Problem to work on » Pull out every line in the items below that contains the word "girl", and copy each one in full.

-- Begin Data lines --

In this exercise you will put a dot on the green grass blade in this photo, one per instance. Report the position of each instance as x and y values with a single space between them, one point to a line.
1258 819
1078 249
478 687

-- End Data lines --
-- Begin Data lines --

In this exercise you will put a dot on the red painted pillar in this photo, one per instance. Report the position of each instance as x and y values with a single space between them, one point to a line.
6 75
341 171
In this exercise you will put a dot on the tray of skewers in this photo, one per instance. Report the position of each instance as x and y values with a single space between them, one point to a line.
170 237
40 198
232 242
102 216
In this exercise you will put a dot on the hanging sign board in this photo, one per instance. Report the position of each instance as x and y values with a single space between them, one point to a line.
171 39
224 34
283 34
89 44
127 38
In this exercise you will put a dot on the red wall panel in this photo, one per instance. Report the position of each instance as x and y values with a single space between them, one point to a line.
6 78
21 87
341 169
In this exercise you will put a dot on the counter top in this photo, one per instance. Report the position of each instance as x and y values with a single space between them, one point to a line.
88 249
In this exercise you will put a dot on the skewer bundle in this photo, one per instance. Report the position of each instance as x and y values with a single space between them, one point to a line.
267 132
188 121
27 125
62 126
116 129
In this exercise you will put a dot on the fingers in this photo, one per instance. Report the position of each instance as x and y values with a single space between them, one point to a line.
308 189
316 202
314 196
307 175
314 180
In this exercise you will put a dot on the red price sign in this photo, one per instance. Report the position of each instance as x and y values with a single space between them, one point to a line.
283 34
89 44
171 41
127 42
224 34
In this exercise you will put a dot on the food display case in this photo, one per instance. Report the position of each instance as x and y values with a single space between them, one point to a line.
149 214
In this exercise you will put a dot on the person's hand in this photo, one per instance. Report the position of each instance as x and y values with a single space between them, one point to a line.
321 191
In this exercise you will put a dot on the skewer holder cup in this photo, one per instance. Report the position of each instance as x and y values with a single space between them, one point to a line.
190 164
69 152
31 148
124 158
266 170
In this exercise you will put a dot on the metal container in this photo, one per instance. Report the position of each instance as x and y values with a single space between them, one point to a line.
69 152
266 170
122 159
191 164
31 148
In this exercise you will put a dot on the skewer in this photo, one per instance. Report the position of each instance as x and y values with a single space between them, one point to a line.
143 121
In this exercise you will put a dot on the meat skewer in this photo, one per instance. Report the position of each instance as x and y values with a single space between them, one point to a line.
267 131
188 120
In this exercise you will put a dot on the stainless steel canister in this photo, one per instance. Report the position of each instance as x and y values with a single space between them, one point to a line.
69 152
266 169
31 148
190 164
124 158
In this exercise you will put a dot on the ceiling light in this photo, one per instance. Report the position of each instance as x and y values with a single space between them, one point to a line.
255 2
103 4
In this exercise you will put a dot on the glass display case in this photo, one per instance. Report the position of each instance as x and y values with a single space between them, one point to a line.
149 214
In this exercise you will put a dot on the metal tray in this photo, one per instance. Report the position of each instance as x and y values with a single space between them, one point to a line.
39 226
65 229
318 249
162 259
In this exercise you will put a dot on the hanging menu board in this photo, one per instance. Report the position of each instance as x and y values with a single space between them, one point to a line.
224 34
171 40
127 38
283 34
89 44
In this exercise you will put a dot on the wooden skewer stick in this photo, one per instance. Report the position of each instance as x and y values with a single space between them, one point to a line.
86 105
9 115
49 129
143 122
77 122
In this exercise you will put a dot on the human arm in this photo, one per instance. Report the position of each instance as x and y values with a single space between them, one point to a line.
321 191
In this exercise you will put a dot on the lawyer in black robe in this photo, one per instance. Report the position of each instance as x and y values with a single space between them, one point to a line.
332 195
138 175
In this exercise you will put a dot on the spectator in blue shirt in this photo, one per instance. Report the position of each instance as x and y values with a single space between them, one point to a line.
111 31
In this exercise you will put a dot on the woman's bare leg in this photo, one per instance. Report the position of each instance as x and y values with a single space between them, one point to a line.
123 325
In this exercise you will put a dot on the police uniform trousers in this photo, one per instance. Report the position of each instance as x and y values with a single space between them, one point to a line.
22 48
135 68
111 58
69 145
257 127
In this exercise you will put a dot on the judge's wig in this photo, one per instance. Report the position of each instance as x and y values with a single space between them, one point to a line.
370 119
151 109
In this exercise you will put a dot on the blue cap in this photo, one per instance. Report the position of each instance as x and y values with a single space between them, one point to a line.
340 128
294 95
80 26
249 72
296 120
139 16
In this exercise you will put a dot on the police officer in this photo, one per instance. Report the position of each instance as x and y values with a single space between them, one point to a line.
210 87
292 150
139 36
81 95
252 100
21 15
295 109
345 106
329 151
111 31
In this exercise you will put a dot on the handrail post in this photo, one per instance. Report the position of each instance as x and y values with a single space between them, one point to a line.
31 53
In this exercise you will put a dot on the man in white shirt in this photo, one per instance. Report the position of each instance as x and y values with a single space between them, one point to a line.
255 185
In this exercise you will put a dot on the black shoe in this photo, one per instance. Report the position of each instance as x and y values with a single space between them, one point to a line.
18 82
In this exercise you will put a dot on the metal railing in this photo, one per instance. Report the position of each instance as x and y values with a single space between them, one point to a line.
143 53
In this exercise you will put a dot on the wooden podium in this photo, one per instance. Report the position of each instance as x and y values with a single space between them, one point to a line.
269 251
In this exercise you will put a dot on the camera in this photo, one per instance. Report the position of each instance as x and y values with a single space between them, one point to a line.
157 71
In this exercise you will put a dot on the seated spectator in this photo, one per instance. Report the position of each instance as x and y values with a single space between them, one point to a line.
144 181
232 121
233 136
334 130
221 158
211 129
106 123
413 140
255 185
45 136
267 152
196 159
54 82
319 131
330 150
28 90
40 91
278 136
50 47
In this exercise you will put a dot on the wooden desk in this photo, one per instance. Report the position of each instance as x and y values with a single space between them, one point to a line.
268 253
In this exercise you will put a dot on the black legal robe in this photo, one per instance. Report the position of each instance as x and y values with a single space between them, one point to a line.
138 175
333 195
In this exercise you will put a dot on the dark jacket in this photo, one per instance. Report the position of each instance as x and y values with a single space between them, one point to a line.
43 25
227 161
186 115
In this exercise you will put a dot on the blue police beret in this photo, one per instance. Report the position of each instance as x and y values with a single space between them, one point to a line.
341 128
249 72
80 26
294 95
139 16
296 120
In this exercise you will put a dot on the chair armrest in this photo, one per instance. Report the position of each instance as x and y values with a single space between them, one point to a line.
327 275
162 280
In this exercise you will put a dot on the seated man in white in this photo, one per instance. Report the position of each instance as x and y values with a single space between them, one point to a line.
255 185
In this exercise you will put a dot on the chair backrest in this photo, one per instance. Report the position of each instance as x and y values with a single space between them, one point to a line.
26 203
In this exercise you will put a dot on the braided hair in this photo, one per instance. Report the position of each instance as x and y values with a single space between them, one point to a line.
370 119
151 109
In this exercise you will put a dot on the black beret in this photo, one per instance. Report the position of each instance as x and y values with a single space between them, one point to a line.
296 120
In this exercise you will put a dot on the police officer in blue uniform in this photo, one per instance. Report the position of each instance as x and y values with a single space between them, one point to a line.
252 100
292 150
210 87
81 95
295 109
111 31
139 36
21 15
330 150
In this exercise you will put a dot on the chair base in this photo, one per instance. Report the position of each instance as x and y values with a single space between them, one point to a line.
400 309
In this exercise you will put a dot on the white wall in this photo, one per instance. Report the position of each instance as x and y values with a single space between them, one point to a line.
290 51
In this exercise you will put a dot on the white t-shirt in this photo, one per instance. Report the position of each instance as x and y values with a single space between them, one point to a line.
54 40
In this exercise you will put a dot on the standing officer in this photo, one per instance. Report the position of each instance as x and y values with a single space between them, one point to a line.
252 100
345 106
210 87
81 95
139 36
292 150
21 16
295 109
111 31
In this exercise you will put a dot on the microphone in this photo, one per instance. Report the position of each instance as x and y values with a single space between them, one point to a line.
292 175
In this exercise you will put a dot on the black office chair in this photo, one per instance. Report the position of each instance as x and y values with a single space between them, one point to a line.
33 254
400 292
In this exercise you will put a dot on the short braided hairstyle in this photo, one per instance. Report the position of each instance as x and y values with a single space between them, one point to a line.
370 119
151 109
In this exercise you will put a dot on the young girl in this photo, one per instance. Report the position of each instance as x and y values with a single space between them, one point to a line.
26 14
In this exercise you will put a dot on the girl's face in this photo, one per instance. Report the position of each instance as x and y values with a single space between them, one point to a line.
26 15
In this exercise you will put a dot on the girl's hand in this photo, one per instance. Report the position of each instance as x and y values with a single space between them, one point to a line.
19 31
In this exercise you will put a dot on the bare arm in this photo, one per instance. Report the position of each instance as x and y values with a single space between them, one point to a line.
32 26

-- End Data lines --

The completed task »
In this exercise you will put a dot on the young girl in this photo, one per instance. Report the position of each instance as x and y values with a single space between them, one point to a line.
In this exercise you will put a dot on the girl's face in this photo, one per instance. Report the position of each instance as x and y values with a single space between them, one point to a line.
In this exercise you will put a dot on the girl's hand in this photo, one per instance. Report the position of each instance as x and y values with a single space between them, one point to a line.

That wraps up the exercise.